_PROMPT_
Reproduce every line of the rows below word for word, omitting the pictures.

Begin MATERIAL FOR THIS TASK

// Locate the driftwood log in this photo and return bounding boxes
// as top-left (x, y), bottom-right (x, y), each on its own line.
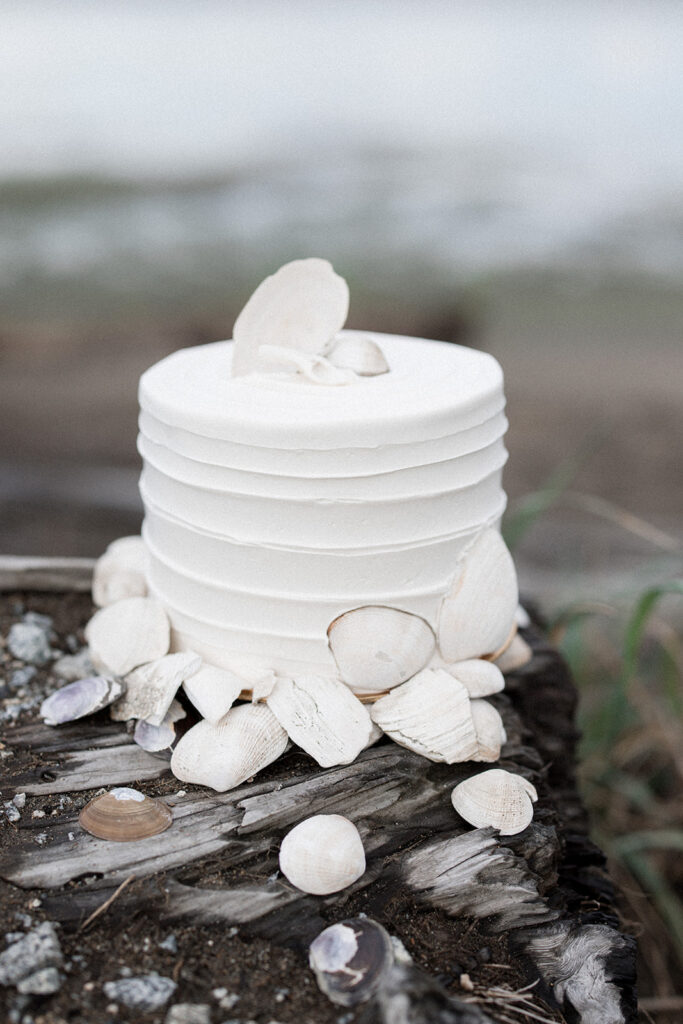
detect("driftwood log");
top-left (0, 561), bottom-right (636, 1024)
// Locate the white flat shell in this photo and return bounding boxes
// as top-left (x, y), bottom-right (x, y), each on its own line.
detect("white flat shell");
top-left (438, 527), bottom-right (517, 663)
top-left (85, 597), bottom-right (171, 676)
top-left (267, 676), bottom-right (373, 768)
top-left (370, 669), bottom-right (478, 764)
top-left (232, 258), bottom-right (349, 377)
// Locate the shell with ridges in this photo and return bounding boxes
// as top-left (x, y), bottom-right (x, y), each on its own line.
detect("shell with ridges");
top-left (85, 597), bottom-right (171, 676)
top-left (280, 814), bottom-right (366, 896)
top-left (171, 705), bottom-right (288, 793)
top-left (370, 669), bottom-right (478, 764)
top-left (112, 650), bottom-right (202, 725)
top-left (328, 604), bottom-right (436, 693)
top-left (232, 258), bottom-right (348, 377)
top-left (438, 527), bottom-right (517, 663)
top-left (78, 787), bottom-right (173, 843)
top-left (451, 768), bottom-right (538, 836)
top-left (266, 675), bottom-right (373, 768)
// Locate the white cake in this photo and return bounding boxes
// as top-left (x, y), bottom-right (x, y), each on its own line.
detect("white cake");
top-left (139, 332), bottom-right (507, 682)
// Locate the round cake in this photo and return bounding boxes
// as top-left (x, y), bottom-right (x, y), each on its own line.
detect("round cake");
top-left (138, 331), bottom-right (507, 682)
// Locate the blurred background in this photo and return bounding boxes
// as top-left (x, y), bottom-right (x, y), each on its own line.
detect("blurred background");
top-left (0, 0), bottom-right (683, 1021)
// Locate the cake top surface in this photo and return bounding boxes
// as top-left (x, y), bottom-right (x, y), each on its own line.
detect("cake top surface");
top-left (139, 331), bottom-right (504, 449)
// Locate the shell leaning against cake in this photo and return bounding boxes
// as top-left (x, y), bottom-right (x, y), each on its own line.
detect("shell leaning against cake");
top-left (50, 259), bottom-right (540, 820)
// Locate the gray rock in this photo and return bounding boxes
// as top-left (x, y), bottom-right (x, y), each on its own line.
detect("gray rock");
top-left (0, 921), bottom-right (63, 985)
top-left (104, 971), bottom-right (177, 1014)
top-left (166, 1002), bottom-right (211, 1024)
top-left (16, 967), bottom-right (61, 995)
top-left (7, 623), bottom-right (51, 666)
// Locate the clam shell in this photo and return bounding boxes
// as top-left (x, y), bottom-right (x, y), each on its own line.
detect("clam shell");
top-left (451, 768), bottom-right (539, 836)
top-left (85, 597), bottom-right (171, 676)
top-left (308, 918), bottom-right (394, 1007)
top-left (444, 657), bottom-right (505, 697)
top-left (182, 665), bottom-right (246, 725)
top-left (112, 650), bottom-right (202, 725)
top-left (438, 527), bottom-right (517, 663)
top-left (280, 814), bottom-right (366, 896)
top-left (370, 669), bottom-right (478, 764)
top-left (92, 537), bottom-right (148, 608)
top-left (325, 334), bottom-right (389, 377)
top-left (232, 258), bottom-right (348, 377)
top-left (470, 700), bottom-right (508, 761)
top-left (171, 705), bottom-right (288, 793)
top-left (266, 676), bottom-right (373, 768)
top-left (328, 604), bottom-right (436, 693)
top-left (78, 787), bottom-right (173, 843)
top-left (40, 676), bottom-right (124, 725)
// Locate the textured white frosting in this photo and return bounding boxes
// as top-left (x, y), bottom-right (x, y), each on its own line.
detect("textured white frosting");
top-left (138, 332), bottom-right (507, 679)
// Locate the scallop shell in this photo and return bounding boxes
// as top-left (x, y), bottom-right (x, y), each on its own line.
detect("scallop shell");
top-left (78, 787), bottom-right (173, 843)
top-left (171, 705), bottom-right (288, 793)
top-left (112, 650), bottom-right (202, 725)
top-left (325, 334), bottom-right (389, 377)
top-left (328, 604), bottom-right (436, 693)
top-left (280, 814), bottom-right (366, 896)
top-left (182, 665), bottom-right (247, 725)
top-left (40, 676), bottom-right (124, 725)
top-left (470, 700), bottom-right (508, 761)
top-left (451, 768), bottom-right (539, 836)
top-left (92, 537), bottom-right (148, 608)
top-left (85, 597), bottom-right (171, 676)
top-left (370, 669), bottom-right (478, 764)
top-left (438, 527), bottom-right (517, 663)
top-left (232, 258), bottom-right (348, 377)
top-left (444, 657), bottom-right (505, 697)
top-left (308, 918), bottom-right (394, 1007)
top-left (266, 676), bottom-right (373, 768)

End MATERIAL FOR THIS TASK

_RESULT OF THE TASK_
// Locate the driftwood log in this photo and return bounding boxes
// as top-left (x, y), bottom-right (x, y), each on its own line.
detect("driftwood log");
top-left (0, 561), bottom-right (636, 1024)
// Locate the white flat shell in this photo and return bounding boxes
// as top-left (x, y), bottom-right (x, y), each on its own line.
detect("white flat shell");
top-left (438, 527), bottom-right (517, 663)
top-left (85, 597), bottom-right (171, 676)
top-left (267, 676), bottom-right (373, 768)
top-left (370, 669), bottom-right (478, 764)
top-left (232, 258), bottom-right (349, 377)
// Locate the shell with ridges in this photo and return bounding boxes
// as top-left (x, y), bottom-right (x, y), each on its own line.
detect("shell with ridges");
top-left (85, 597), bottom-right (171, 676)
top-left (280, 814), bottom-right (366, 896)
top-left (171, 705), bottom-right (288, 793)
top-left (370, 669), bottom-right (478, 764)
top-left (112, 650), bottom-right (202, 725)
top-left (328, 604), bottom-right (436, 693)
top-left (232, 258), bottom-right (348, 377)
top-left (438, 527), bottom-right (517, 663)
top-left (78, 787), bottom-right (173, 843)
top-left (451, 768), bottom-right (538, 836)
top-left (266, 675), bottom-right (373, 768)
// Locate the white cake in this photo and return bounding boxes
// as top-left (x, y), bottom-right (x, y), each on its own line.
detect("white cake");
top-left (139, 332), bottom-right (507, 682)
// Locate the round cake in this photo and return bounding boxes
// as top-left (x, y), bottom-right (x, y), each on its own line.
detect("round cake");
top-left (138, 331), bottom-right (507, 682)
// Locate the blurred background in this photo and return bounding boxes
// as top-left (x, y), bottom-right (x, y), each on its own line.
detect("blurred background");
top-left (0, 0), bottom-right (683, 1021)
// Locate the cake top surface in this photo and return bounding boxes
// as top-left (x, y), bottom-right (x, y), each on its own line.
detect("cake top surface");
top-left (139, 331), bottom-right (504, 449)
// Locate the shell leaning against cake in this photo and return bounding boxes
// as top-left (x, y), bottom-right (x, y), each on its own line.
detect("shell leaning against cake");
top-left (50, 259), bottom-right (540, 820)
// Locate the gray rock in this photo and return bounding boxes
// as top-left (x, y), bottom-right (x, y), each on its own line.
detect("gray rock");
top-left (0, 921), bottom-right (63, 985)
top-left (104, 971), bottom-right (177, 1014)
top-left (166, 1002), bottom-right (211, 1024)
top-left (16, 967), bottom-right (61, 995)
top-left (7, 623), bottom-right (51, 666)
// Locate the clam shell in this photo and return bounding boxes
// as top-left (x, y), bottom-right (x, y), each on its own line.
detect("clam shell");
top-left (451, 768), bottom-right (539, 836)
top-left (85, 597), bottom-right (171, 676)
top-left (308, 918), bottom-right (394, 1007)
top-left (444, 657), bottom-right (505, 697)
top-left (182, 665), bottom-right (246, 725)
top-left (112, 650), bottom-right (202, 725)
top-left (438, 527), bottom-right (517, 663)
top-left (280, 814), bottom-right (366, 896)
top-left (370, 669), bottom-right (478, 764)
top-left (92, 537), bottom-right (148, 608)
top-left (325, 334), bottom-right (389, 377)
top-left (232, 258), bottom-right (348, 377)
top-left (470, 700), bottom-right (508, 761)
top-left (171, 705), bottom-right (288, 793)
top-left (266, 676), bottom-right (373, 768)
top-left (328, 604), bottom-right (436, 693)
top-left (78, 787), bottom-right (173, 843)
top-left (40, 676), bottom-right (124, 725)
// Locate the textured white frosting in this photo and return bounding boxes
// as top-left (x, y), bottom-right (x, y), each on its own line.
detect("textured white frosting");
top-left (138, 332), bottom-right (507, 679)
// Locate the scallop shell in this photo and return bounding boxes
// as top-left (x, y), bottom-right (x, y), each on its own line.
detect("scallop shell");
top-left (78, 787), bottom-right (173, 843)
top-left (171, 705), bottom-right (288, 793)
top-left (112, 650), bottom-right (202, 725)
top-left (325, 334), bottom-right (389, 377)
top-left (328, 604), bottom-right (436, 693)
top-left (280, 814), bottom-right (366, 896)
top-left (182, 665), bottom-right (247, 725)
top-left (40, 676), bottom-right (124, 725)
top-left (470, 700), bottom-right (508, 761)
top-left (451, 768), bottom-right (539, 836)
top-left (92, 537), bottom-right (148, 608)
top-left (85, 597), bottom-right (171, 676)
top-left (370, 669), bottom-right (478, 764)
top-left (438, 527), bottom-right (517, 663)
top-left (232, 258), bottom-right (348, 377)
top-left (444, 657), bottom-right (505, 697)
top-left (308, 918), bottom-right (394, 1007)
top-left (266, 676), bottom-right (373, 768)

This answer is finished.